Stored records
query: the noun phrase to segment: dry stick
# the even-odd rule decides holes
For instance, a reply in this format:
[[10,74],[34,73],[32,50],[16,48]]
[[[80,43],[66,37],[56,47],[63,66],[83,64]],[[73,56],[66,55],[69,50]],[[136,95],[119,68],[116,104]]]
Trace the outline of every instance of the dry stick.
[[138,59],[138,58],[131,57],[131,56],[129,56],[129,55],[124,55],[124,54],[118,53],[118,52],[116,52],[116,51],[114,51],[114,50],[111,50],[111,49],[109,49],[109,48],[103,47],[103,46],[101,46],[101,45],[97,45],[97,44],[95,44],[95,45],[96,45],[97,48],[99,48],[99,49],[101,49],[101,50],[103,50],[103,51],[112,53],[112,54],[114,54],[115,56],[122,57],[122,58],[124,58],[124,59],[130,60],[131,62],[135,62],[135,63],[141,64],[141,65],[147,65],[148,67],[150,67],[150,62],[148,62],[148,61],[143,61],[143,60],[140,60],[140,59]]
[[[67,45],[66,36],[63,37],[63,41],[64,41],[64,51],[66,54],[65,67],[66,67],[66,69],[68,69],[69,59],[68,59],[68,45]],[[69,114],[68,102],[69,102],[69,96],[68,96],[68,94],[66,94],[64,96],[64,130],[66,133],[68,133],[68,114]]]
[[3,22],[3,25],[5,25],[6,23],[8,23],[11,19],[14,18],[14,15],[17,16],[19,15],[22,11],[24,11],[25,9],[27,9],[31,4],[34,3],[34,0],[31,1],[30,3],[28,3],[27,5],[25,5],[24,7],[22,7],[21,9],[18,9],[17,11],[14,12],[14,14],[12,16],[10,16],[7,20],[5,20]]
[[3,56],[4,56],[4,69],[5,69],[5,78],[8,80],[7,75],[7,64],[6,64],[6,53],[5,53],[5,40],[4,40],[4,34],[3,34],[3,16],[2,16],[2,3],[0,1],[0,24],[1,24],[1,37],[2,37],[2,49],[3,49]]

EXERCISE TASK:
Using the listing above, reproduce each line without omission.

IN RESPONSE:
query: the noun phrase to segment: dry stick
# the even-odd rule decides holes
For instance, a reply in this format:
[[10,74],[34,73],[32,50],[16,48]]
[[[80,43],[66,37],[56,47],[63,66],[83,64]],[[73,56],[66,55],[69,50]],[[136,95],[119,68],[116,104]]]
Trace the outline of every instance of the dry stick.
[[138,59],[138,58],[131,57],[131,56],[129,56],[129,55],[124,55],[124,54],[118,53],[118,52],[116,52],[116,51],[114,51],[114,50],[111,50],[111,49],[109,49],[109,48],[103,47],[103,46],[101,46],[101,45],[97,45],[97,44],[95,44],[95,45],[96,45],[97,48],[99,48],[99,49],[101,49],[101,50],[103,50],[103,51],[112,53],[112,54],[114,54],[115,56],[122,57],[122,58],[124,58],[124,59],[130,60],[131,62],[135,62],[135,63],[141,64],[141,65],[147,65],[148,67],[150,67],[150,62],[148,62],[148,61],[143,61],[143,60],[140,60],[140,59]]
[[[67,45],[66,36],[63,37],[63,41],[64,41],[64,51],[66,54],[65,67],[66,67],[66,69],[68,69],[69,59],[68,59],[68,45]],[[69,114],[68,102],[69,102],[69,96],[68,96],[68,94],[66,94],[64,96],[64,130],[66,133],[68,133],[68,114]]]
[[3,22],[3,25],[5,25],[6,23],[8,23],[11,19],[14,18],[14,15],[17,16],[19,15],[22,11],[24,11],[25,9],[27,9],[31,4],[34,3],[34,0],[31,1],[30,3],[28,3],[27,5],[25,5],[24,7],[22,7],[21,9],[18,9],[17,11],[14,12],[14,14],[12,16],[10,16],[7,20],[5,20]]
[[3,56],[4,56],[4,69],[5,69],[5,78],[8,80],[7,75],[7,64],[6,64],[6,53],[5,53],[5,40],[4,40],[4,34],[3,34],[3,16],[2,16],[2,3],[0,1],[0,24],[1,24],[1,37],[2,37],[2,49],[3,49]]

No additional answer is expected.